PROVIDED RECORDS –
######
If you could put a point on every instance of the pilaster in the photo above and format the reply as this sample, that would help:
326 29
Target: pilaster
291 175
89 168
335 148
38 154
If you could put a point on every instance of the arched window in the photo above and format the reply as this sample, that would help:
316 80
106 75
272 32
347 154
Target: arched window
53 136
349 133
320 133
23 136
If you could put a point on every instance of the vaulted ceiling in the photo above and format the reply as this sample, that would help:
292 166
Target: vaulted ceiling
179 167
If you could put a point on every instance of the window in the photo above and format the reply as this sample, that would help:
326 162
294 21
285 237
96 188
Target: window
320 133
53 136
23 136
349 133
######
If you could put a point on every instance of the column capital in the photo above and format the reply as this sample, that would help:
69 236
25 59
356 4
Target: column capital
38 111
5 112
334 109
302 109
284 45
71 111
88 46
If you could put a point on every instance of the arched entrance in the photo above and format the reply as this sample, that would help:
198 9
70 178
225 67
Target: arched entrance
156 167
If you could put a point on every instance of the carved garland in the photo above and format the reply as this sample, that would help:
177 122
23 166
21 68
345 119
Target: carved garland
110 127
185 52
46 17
######
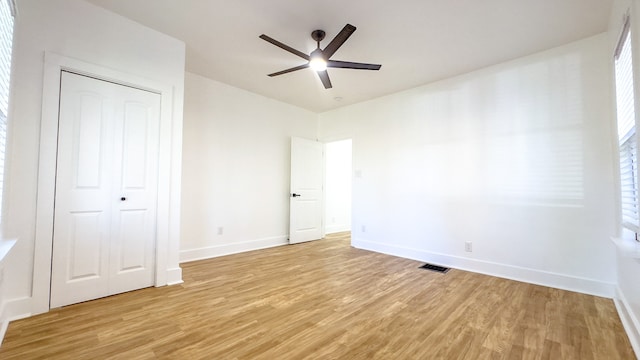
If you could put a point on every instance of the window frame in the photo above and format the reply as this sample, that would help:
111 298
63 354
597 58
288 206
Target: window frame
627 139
######
WORK TO COMPLETE –
When a line in the listing has the string "help" in it, return that line.

RESULT OF THE TASK –
If you could put a point on every instance of the pilaster in the photo above and format the reply as this sample, that would help:
If you could put a point on every instance of the arched window in the photo above and format the reply as this sample, that would help:
If you could put a point on every instance of the vaulted ceiling in the photo above and format the reply as this sample, that would help:
If you could put a point on every instance of the window in the photo above and format the reply as this sample, that would help:
If you could put a point on every instance of the column capital in the photo above and format the reply as this sample, that would help:
If you could put a point on every instance of the arched entrance in the photo above and format the reply as this sample, that would help:
If you could put a point on every instance of the carved garland in the photo above and format the reply as this sample, that would help:
If you could put a point on every instance of the window frame in the photo above and format the reply as this sample, that would help:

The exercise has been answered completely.